* WRITTEN REQUEST: Can you copy every line of the rows below, requests included, increasing each x and y value in the point coordinates by 90 and omitting the pictures?

>> Start DATA LINES

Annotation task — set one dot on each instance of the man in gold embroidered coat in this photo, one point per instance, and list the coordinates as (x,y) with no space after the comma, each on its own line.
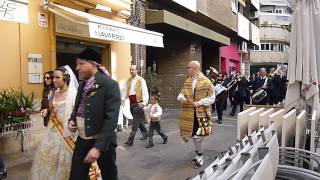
(196,98)
(137,92)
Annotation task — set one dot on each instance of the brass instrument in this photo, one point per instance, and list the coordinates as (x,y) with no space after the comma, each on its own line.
(213,72)
(274,73)
(233,83)
(260,94)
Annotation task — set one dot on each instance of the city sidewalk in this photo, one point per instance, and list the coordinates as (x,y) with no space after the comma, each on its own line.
(163,161)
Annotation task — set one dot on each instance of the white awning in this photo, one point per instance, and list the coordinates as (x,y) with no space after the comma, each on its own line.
(106,29)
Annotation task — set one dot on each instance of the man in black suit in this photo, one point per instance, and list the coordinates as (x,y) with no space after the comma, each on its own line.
(283,86)
(262,82)
(240,93)
(276,90)
(221,97)
(95,116)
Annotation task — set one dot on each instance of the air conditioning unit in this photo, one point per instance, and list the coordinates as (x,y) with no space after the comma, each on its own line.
(255,15)
(243,47)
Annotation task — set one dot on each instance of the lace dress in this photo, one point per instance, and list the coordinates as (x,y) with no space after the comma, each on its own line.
(52,160)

>> End DATA LINES

* RESULT:
Annotation task — set one dot on each instance of the man in gold embroidered coat in this photo, one point per instance, and list the coordinates as (x,y) with no space after the comma, each on its own line.
(286,188)
(227,182)
Annotation task — set one dot on each instance of the brass instrument in this photo, one point per instance, and list the coordinates as (x,y) with no space after the comma, each on its own line.
(303,162)
(364,163)
(323,173)
(350,184)
Annotation task — set one dot on each instance of the city sidewalk in this photo, one point per instance, and list the coordinates as (x,y) with no space after the comma, each on its own line.
(253,251)
Annotation task — set one dot on each instance of the white awning in this photo, one point per instance, and list the coordinates as (x,y) with no space after the comma, each on its own line.
(196,119)
Annotation task — set one dot on each instance of the man in black suit in this photo, one point per instance, and list the coordinates as (x,y) with no space after the comma, each on its own line.
(373,176)
(352,172)
(330,183)
(366,180)
(311,187)
(185,206)
Annotation task — set one dot on each instance of the air conditioning unit in this photo, one point per instance, and list the coordinates as (x,y) with no space after the comma, each on its own line.
(345,105)
(333,137)
Annotation task — set one dot on each instance of the lace dress in this photo, one point per instance, and list the coordinates as (x,y) with no space after the comma, each on its own line.
(142,250)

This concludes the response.